Records for this task:
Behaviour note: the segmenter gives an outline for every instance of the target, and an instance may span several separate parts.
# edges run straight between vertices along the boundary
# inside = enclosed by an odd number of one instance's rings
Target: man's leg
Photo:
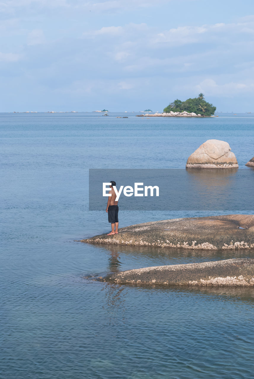
[[[116,222],[115,224],[115,225],[116,226],[116,230],[115,230],[115,232],[115,232],[115,233],[116,234],[118,234],[118,222]]]
[[[111,224],[111,232],[110,233],[108,233],[107,235],[108,236],[112,235],[112,234],[114,234],[114,224]]]

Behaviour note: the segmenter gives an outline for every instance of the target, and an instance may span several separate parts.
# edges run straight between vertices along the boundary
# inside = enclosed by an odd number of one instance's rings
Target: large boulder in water
[[[235,155],[227,142],[208,139],[190,156],[187,168],[237,168]]]
[[[245,164],[245,166],[254,166],[254,157],[253,158],[251,158],[251,159],[248,162]]]

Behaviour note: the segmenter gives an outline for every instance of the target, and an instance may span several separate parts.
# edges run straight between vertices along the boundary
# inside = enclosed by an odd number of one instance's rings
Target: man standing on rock
[[[107,204],[106,211],[108,213],[108,222],[111,223],[111,231],[107,235],[108,236],[113,234],[118,234],[118,201],[116,201],[116,194],[114,191],[113,186],[116,185],[116,182],[111,180],[110,183],[111,185],[110,186],[110,190],[108,192],[108,200]],[[115,227],[116,230],[115,230]]]

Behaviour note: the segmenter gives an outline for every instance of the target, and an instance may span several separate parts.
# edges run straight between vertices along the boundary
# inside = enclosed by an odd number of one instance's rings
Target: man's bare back
[[[111,187],[111,186],[110,186]],[[118,201],[116,201],[116,194],[114,191],[114,190],[113,188],[111,188],[110,191],[109,191],[108,193],[111,194],[111,197],[110,198],[110,205],[118,205]]]
[[[110,186],[110,190],[108,192],[109,196],[108,200],[106,211],[108,214],[108,222],[111,223],[111,232],[108,235],[118,234],[118,202],[116,200],[116,194],[114,191],[113,186],[116,185],[116,182],[113,181],[110,182],[112,185]]]

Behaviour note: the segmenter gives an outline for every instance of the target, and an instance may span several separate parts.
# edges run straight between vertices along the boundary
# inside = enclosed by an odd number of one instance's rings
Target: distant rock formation
[[[253,158],[250,159],[248,162],[247,162],[245,166],[254,166],[254,157]]]
[[[144,111],[144,112],[146,111]],[[136,117],[140,117],[144,116],[144,114],[137,114]],[[207,116],[201,116],[200,113],[196,114],[194,112],[189,113],[185,111],[184,112],[173,112],[171,111],[169,113],[163,112],[162,113],[156,112],[153,114],[149,114],[149,117],[206,117]],[[208,116],[209,117],[209,116]]]
[[[209,139],[190,156],[187,168],[237,168],[235,156],[229,144],[218,139]]]

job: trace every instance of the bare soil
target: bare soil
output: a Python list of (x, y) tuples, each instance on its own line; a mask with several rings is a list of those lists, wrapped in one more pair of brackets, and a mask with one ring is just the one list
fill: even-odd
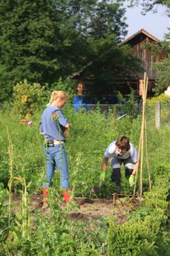
[[(13, 197), (13, 212), (18, 210), (21, 203), (21, 196), (16, 195)], [(116, 204), (113, 199), (95, 199), (75, 197), (75, 201), (79, 205), (79, 209), (75, 212), (71, 212), (69, 217), (71, 219), (88, 222), (90, 218), (97, 221), (101, 217), (116, 216), (117, 222), (122, 223), (126, 221), (126, 214), (134, 209), (134, 204), (131, 202), (122, 201), (121, 199), (117, 199)], [(65, 207), (66, 204), (63, 201), (62, 207)], [(50, 208), (42, 208), (43, 198), (41, 195), (33, 194), (31, 195), (31, 210), (33, 214), (35, 211), (39, 210), (42, 214), (50, 214)]]

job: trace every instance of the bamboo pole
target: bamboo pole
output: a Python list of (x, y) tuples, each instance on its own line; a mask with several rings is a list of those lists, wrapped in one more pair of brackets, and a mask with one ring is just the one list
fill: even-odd
[(150, 179), (150, 163), (148, 158), (148, 138), (147, 138), (147, 131), (146, 131), (146, 121), (145, 119), (145, 130), (146, 130), (146, 163), (148, 167), (148, 180), (149, 180), (149, 186), (150, 190), (152, 189), (151, 186), (151, 179)]
[(143, 109), (142, 109), (142, 122), (141, 122), (141, 162), (140, 162), (140, 196), (142, 195), (142, 180), (143, 180), (143, 136), (144, 136), (144, 121), (145, 121), (145, 106), (146, 106), (146, 72), (144, 74), (144, 83), (142, 94), (143, 98)]
[(139, 156), (141, 154), (141, 134), (140, 134), (140, 139), (139, 139), (139, 149), (138, 149), (138, 160), (137, 160), (137, 171), (135, 175), (135, 186), (133, 188), (133, 195), (136, 193), (136, 186), (137, 186), (137, 173), (139, 170)]
[[(146, 98), (147, 98), (148, 86), (148, 77), (147, 77), (147, 79), (146, 79), (146, 96), (145, 96), (146, 100)], [(149, 158), (148, 158), (148, 137), (147, 137), (147, 128), (146, 128), (146, 116), (145, 116), (145, 137), (146, 137), (146, 163), (147, 163), (147, 168), (148, 168), (150, 190), (151, 190), (152, 188), (151, 188), (151, 180), (150, 180), (150, 163), (149, 163)]]

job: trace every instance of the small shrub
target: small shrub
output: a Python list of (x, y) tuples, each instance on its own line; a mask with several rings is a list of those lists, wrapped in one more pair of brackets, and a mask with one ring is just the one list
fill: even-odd
[(165, 94), (162, 94), (158, 96), (146, 100), (146, 102), (148, 104), (155, 104), (157, 102), (160, 103), (170, 103), (170, 97), (167, 96)]
[(44, 102), (44, 88), (39, 83), (30, 84), (24, 79), (14, 87), (13, 96), (14, 111), (29, 119), (29, 115), (39, 109)]

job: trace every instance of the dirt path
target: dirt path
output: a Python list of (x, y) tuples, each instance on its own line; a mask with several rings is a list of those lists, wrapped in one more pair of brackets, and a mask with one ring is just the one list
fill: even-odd
[[(43, 214), (50, 212), (50, 209), (42, 209), (43, 198), (41, 195), (33, 194), (31, 195), (31, 210), (35, 212), (39, 210)], [(13, 197), (14, 212), (19, 210), (21, 203), (20, 195)], [(116, 205), (114, 205), (113, 199), (75, 197), (75, 201), (79, 205), (80, 208), (75, 212), (70, 212), (69, 218), (77, 221), (88, 222), (90, 218), (98, 220), (101, 217), (115, 216), (118, 223), (123, 223), (126, 221), (126, 213), (134, 208), (132, 204), (122, 203), (118, 200)], [(62, 207), (65, 207), (65, 203), (61, 203)]]

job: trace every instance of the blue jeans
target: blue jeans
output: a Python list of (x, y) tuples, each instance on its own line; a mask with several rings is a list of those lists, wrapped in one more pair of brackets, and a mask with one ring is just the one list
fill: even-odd
[(46, 182), (43, 182), (43, 187), (46, 188), (51, 186), (54, 169), (56, 167), (61, 173), (62, 188), (69, 188), (69, 168), (64, 145), (54, 145), (53, 147), (49, 147), (44, 146), (44, 152), (46, 156), (46, 174), (45, 178), (48, 180), (48, 184), (47, 185)]

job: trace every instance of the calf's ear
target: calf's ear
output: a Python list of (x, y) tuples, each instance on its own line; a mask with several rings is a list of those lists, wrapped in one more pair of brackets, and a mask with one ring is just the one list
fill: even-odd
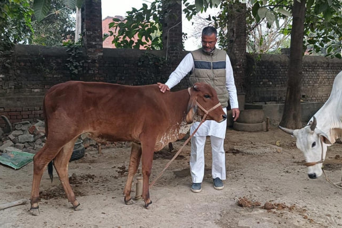
[(197, 97), (191, 96), (188, 103), (187, 114), (186, 115), (186, 121), (187, 123), (191, 123), (194, 122), (194, 117), (197, 111)]

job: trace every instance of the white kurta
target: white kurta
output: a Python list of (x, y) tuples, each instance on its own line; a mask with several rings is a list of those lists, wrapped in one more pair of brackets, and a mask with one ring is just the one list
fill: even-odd
[[(187, 54), (183, 59), (176, 69), (170, 75), (165, 84), (170, 89), (179, 83), (181, 80), (191, 71), (194, 67), (194, 59), (191, 53)], [(226, 56), (226, 87), (229, 94), (229, 102), (232, 108), (237, 108), (239, 104), (237, 100), (236, 88), (234, 82), (233, 68), (230, 59), (227, 55)], [(223, 110), (226, 113), (226, 108)], [(194, 123), (190, 129), (192, 134), (197, 128), (199, 123)], [(202, 124), (194, 136), (212, 135), (224, 138), (227, 128), (227, 121), (218, 123), (213, 120), (207, 120)]]

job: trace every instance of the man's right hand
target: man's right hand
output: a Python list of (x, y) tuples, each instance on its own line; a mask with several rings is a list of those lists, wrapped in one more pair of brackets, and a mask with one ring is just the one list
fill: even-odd
[(165, 84), (160, 83), (160, 82), (157, 82), (157, 84), (158, 84), (158, 86), (159, 86), (159, 88), (160, 89), (160, 91), (161, 91), (162, 92), (165, 93), (165, 91), (170, 91), (170, 88), (169, 88), (169, 86)]

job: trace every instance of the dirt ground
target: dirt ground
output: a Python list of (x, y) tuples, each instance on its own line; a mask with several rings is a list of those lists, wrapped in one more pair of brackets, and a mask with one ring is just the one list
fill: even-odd
[[(275, 126), (267, 132), (228, 129), (227, 179), (220, 191), (213, 187), (209, 142), (199, 193), (190, 190), (189, 145), (150, 188), (151, 210), (145, 209), (141, 200), (133, 205), (124, 203), (129, 145), (103, 149), (102, 155), (95, 148), (87, 149), (84, 158), (69, 165), (70, 183), (81, 210), (72, 209), (55, 172), (51, 184), (47, 171), (40, 185), (40, 215), (31, 215), (29, 204), (8, 208), (0, 211), (0, 227), (342, 227), (342, 189), (324, 176), (309, 179), (303, 155), (290, 136)], [(171, 152), (166, 148), (155, 153), (150, 181), (183, 142), (174, 143)], [(325, 163), (334, 182), (341, 178), (341, 149), (339, 144), (329, 147)], [(0, 165), (0, 204), (29, 198), (32, 170), (32, 162), (16, 171)], [(135, 183), (135, 178), (133, 197)]]

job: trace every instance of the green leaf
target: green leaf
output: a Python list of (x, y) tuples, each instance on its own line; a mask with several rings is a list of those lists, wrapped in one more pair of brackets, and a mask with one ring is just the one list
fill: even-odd
[(284, 15), (287, 17), (292, 17), (292, 14), (291, 13), (287, 11), (285, 9), (283, 8), (279, 8), (278, 10), (278, 12), (279, 13), (281, 13), (283, 15)]
[(268, 11), (266, 12), (266, 20), (269, 25), (272, 25), (276, 19), (275, 16), (272, 12)]
[(323, 15), (324, 17), (324, 19), (327, 21), (330, 21), (331, 19), (331, 17), (332, 16), (332, 13), (330, 10), (330, 9), (327, 9), (327, 10), (323, 12)]
[(81, 9), (83, 4), (83, 0), (76, 0), (76, 6), (78, 9)]
[(219, 5), (220, 3), (221, 3), (221, 1), (220, 0), (211, 0), (211, 2), (212, 3), (213, 6), (214, 7), (217, 7), (219, 6)]
[(68, 8), (74, 10), (76, 7), (76, 0), (63, 0), (63, 4)]
[(195, 0), (195, 4), (196, 7), (196, 11), (199, 12), (203, 8), (203, 0)]
[(261, 7), (258, 10), (258, 14), (260, 18), (263, 18), (266, 16), (266, 12), (267, 12), (267, 9), (265, 7)]
[(277, 17), (275, 18), (276, 25), (277, 26), (277, 28), (280, 28), (280, 26), (279, 25), (279, 21), (278, 20)]
[(35, 0), (33, 10), (37, 21), (40, 21), (48, 14), (51, 4), (51, 0)]

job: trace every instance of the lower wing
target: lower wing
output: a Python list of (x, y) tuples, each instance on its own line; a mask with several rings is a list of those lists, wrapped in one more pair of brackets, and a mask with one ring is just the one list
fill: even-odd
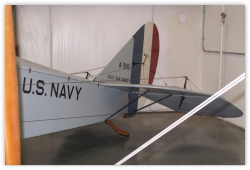
[[(106, 83), (102, 85), (138, 94), (138, 96), (146, 92), (144, 97), (182, 113), (188, 113), (211, 96), (210, 94), (199, 93), (178, 87)], [(233, 118), (242, 116), (243, 112), (226, 99), (219, 97), (196, 114), (202, 116)]]

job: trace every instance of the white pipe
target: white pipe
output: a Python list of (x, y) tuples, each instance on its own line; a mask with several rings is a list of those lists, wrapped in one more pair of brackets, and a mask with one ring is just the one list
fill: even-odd
[[(222, 5), (221, 13), (224, 12), (224, 5)], [(221, 37), (220, 37), (220, 74), (219, 74), (219, 90), (221, 88), (221, 70), (222, 70), (222, 47), (223, 47), (223, 29), (224, 22), (221, 23)]]
[(188, 112), (186, 115), (182, 116), (180, 119), (178, 119), (177, 121), (175, 121), (173, 124), (171, 124), (169, 127), (167, 127), (166, 129), (164, 129), (163, 131), (161, 131), (159, 134), (157, 134), (153, 138), (151, 138), (149, 141), (147, 141), (146, 143), (144, 143), (143, 145), (141, 145), (139, 148), (137, 148), (136, 150), (134, 150), (132, 153), (130, 153), (128, 156), (126, 156), (125, 158), (123, 158), (119, 162), (117, 162), (115, 165), (121, 165), (121, 164), (123, 164), (125, 161), (127, 161), (128, 159), (130, 159), (132, 156), (134, 156), (135, 154), (137, 154), (138, 152), (140, 152), (141, 150), (143, 150), (144, 148), (146, 148), (148, 145), (150, 145), (151, 143), (153, 143), (154, 141), (156, 141), (157, 139), (159, 139), (160, 137), (162, 137), (164, 134), (166, 134), (167, 132), (169, 132), (170, 130), (172, 130), (176, 126), (178, 126), (180, 123), (182, 123), (183, 121), (185, 121), (186, 119), (188, 119), (190, 116), (194, 115), (196, 112), (198, 112), (199, 110), (201, 110), (203, 107), (205, 107), (206, 105), (208, 105), (209, 103), (211, 103), (212, 101), (214, 101), (220, 95), (222, 95), (223, 93), (225, 93), (226, 91), (228, 91), (229, 89), (231, 89), (233, 86), (235, 86), (236, 84), (238, 84), (240, 81), (242, 81), (244, 79), (245, 79), (245, 73), (243, 73), (242, 75), (240, 75), (238, 78), (236, 78), (234, 81), (232, 81), (231, 83), (229, 83), (227, 86), (223, 87), (221, 90), (219, 90), (218, 92), (216, 92), (214, 95), (212, 95), (211, 97), (209, 97), (207, 100), (205, 100), (204, 102), (202, 102), (201, 104), (199, 104), (197, 107), (195, 107), (193, 110), (191, 110), (190, 112)]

The request:
Copy the stretch from the line containing "job: trace every instance of the green leaf" through the line containing "9), (265, 7)]", changing every "green leaf" to "yellow leaf" and leaving all else as it stands.

Full output:
job: trace every instance of the yellow leaf
target: yellow leaf
output: a Python list of (x, y) tuples, each instance on its own line; a mask with several rings is a list of those lists, wrapped in one more pair of brackets, and a mask with one ring is just the one list
fill: even-odd
[(284, 15), (287, 17), (292, 17), (292, 14), (291, 13), (287, 11), (285, 9), (283, 8), (279, 8), (278, 10), (278, 12), (279, 13), (281, 13), (283, 15)]
[(268, 11), (266, 12), (266, 20), (269, 25), (272, 25), (276, 19), (275, 16), (272, 12)]
[(323, 15), (324, 17), (324, 19), (327, 21), (330, 21), (331, 19), (331, 17), (332, 16), (332, 13), (330, 10), (330, 9), (327, 9), (327, 10), (323, 12)]
[(81, 9), (83, 4), (83, 0), (76, 0), (76, 6), (78, 9)]
[(219, 5), (220, 3), (221, 3), (221, 1), (220, 0), (211, 0), (211, 2), (212, 3), (213, 6), (214, 7), (217, 7), (219, 6)]
[(68, 8), (74, 10), (76, 7), (76, 0), (63, 0), (63, 4)]
[(195, 0), (195, 4), (196, 7), (196, 11), (199, 12), (203, 8), (203, 0)]
[(261, 7), (258, 10), (258, 14), (260, 18), (263, 18), (266, 16), (266, 12), (267, 12), (267, 9), (265, 7)]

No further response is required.